#### READING PASSAGE

Disaster Recovery Standard Operating Procedure (SOP)¶
Platform: Smartsapp Scope: Kubernetes clusters running PostgreSQL via StackGres, with Velero for cluster backup and restore Audience: Platform / SRE / Infrastructure operators Last updated: 2026-02-08
1. Purpose¶
This document defines the standard operating procedure (SOP) for responding to incidents and performing disaster recovery (DR) for:
- Kubernetes clusters
- PostgreSQL databases managed by StackGres
The goal is to ensure predictable, repeatable, and safe recovery from infrastructure or data failures with minimal ambiguity during incidents.
2. Recovery Philosophy (Read This First)¶
Core principles:
-
Clusters are disposable
-
We do not repair broken clusters in place
-
We restore into a new or clean cluster when needed
-
We restore data, not disks
-
PersistentVolumes are not migrated
-
PostgreSQL data is restored using StackGres backups and PITR
-
Disaster Recovery ≠ High Availability
-
This SOP assumes minutes–hours RTO
-
Zero-downtime failover is out of scope
-
Backups must live outside the cluster
-
Object storage (S3 / MinIO) is the source of truth
3. Tools & Responsibilities¶
3.1 Tooling¶
| Tool | Responsibility |
|---|---|
| Velero | Backup & restore Kubernetes objects and PVC metadata |
| StackGres | PostgreSQL backups, WAL archiving, PITR |
| Object Storage (S3/MinIO) | Durable backup storage |
| Git (Helm/GitOps) | Desired cluster and app state |
3.2 Operator Responsibilities¶
Operators are responsible for:
- Declaring incident severity
- Choosing the correct recovery path
- Executing restores safely
- Communicating status updates
4. Incident Classification¶
4.1 Infrastructure Incidents¶
Examples:
- Kubernetes cluster deleted or unreachable
- Control plane failure
- Multiple node loss
- etcd corruption
4.2 Data Incidents¶
Examples:
- Accidental DELETE / UPDATE
- Bad migration
- Application bug corrupting data
- Partial data loss
4.3 Combined Incidents¶
Examples:
- Cluster loss + data loss
- Failed upgrade affecting DB and apps
5. Standard Response Flow (All Incidents)¶
-
Stop the blast radius
-
Freeze deployments
- Disable CI/CD auto-deploys
-
Pause write traffic if required
-
Identify incident type
-
Infrastructure-only
- Data-only
-
Combined
-
Choose recovery path (Sections 6–8)
-
Communicate
-
Internal status update
- ETA and impact assessment
6. Infrastructure Recovery (Kubernetes Cluster)¶
6.1 When to Use¶
Use this procedure if:
- The cluster is lost or unrecoverable
- Control plane integrity is compromised
6.2 Important Assumption: MinIO¶
MinIO running inside the cluster is always assumed LOST during infrastructure disasters unless explicitly proven otherwise.

########
#### RECORD EXCERPTS

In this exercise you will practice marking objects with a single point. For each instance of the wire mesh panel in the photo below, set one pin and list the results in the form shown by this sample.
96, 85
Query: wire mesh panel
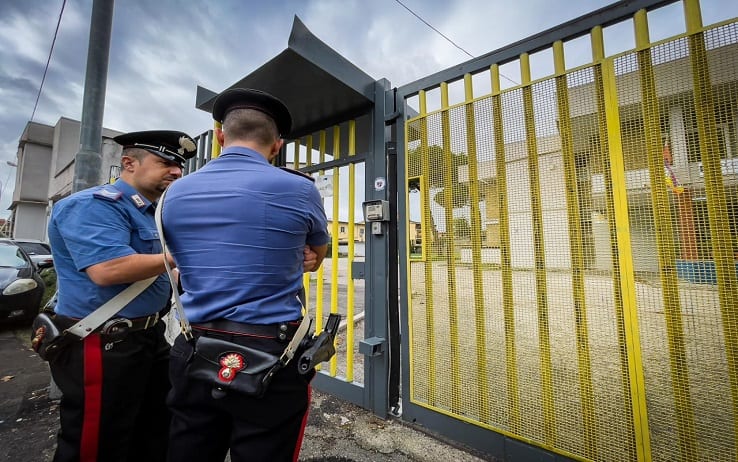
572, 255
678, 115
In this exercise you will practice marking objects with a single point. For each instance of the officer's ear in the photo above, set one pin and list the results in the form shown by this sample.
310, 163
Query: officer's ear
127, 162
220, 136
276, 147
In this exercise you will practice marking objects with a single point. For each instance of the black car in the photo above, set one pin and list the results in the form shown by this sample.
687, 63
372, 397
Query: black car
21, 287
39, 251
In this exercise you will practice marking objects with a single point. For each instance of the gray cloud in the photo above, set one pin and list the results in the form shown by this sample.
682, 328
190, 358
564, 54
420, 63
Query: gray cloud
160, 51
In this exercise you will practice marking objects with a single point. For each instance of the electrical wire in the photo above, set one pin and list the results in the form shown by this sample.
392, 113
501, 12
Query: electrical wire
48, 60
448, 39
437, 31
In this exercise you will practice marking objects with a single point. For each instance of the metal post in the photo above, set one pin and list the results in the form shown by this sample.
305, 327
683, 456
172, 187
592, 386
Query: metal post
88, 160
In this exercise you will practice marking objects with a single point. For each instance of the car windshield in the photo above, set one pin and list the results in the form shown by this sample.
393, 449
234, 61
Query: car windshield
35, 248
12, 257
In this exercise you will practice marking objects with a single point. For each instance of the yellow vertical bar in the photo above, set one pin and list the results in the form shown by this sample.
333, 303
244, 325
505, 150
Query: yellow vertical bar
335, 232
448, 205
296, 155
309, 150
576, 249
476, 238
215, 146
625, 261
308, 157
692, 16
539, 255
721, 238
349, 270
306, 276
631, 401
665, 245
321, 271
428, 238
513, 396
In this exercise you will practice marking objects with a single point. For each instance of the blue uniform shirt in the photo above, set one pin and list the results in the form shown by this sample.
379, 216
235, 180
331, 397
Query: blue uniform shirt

########

INSTRUCTIONS TO FOLLOW
Can you carry the disaster recovery SOP forward, picking up right after its last sentence about MinIO?

OUTPUT OF THE TASK
- Do NOT attempt to recover or reattach old MinIO PersistentVolumes
- Do NOT trust in-cluster MinIO as a backup source
- The offsite object storage copy (AWS S3 / DigitalOcean Spaces) is the source of truth
6.3 Procedure¶
-
Provision a new Kubernetes cluster
-
Same Kubernetes version (or compatible)
-
Networking and storage configured
-
Deploy MinIO as a fresh, empty installation
-
Do not attach previous volumes
-
Configure credentials and buckets
-
Restore MinIO data from offsite storage
-
Validate presence of:
- Velero backups
- PostgreSQL base backups
- PostgreSQL WAL archives
-
Install Velero
-
Point Velero to the restored MinIO buckets
-
Restore Kubernetes objects
-
Restore namespaces, CRDs, Deployments, Services
-
Exclude PostgreSQL restore at this stage if data incident is suspected
-
Verify cluster health
-
Nodes Ready
-
Core services running
-
Proceed to database recovery if needed
7. PostgreSQL Recovery – Latest State¶
7.1 When to Use¶
Use this if:
- Cluster was lost
- Data itself is known to be correct
7.2 Procedure¶
-
Create a new StackGres Postgres cluster
-
Restore from latest successful backup
-
Wait for restore to complete
-
Validate:
-
Database connections
- Schema presence
-
Row counts / basic queries
-
Update application connection strings if needed
-
Resume write traffic
8. PostgreSQL Recovery – Point-in-Time Recovery (PITR)¶
8.1 When to Use¶
Use PITR if:
- Data was corrupted
- Accidental delete/update occurred
- A specific moment before failure is known
8.2 Procedure¶
-
Identify the target recovery timestamp
-
Prefer last known-good application event
-
Create a new StackGres Postgres cluster
-
Enable PITR restore
-
Specify recovery timestamp
-
Monitor restore process
-
Validate restored data
-
Confirm corrupted data is absent
-
Spot-check business-critical tables
-
Switch applications to the restored database
-
Archive or delete the old database cluster
9. Post-Recovery Checklist¶
Before declaring the incident resolved, all applicable sections below must be explicitly verified and checked off.
9.1 Platform & Infrastructure (Required)¶
- [ ] Kubernetes cluster healthy (all nodes
Ready) - [ ] Control plane stable (API server responsive, no crash loops)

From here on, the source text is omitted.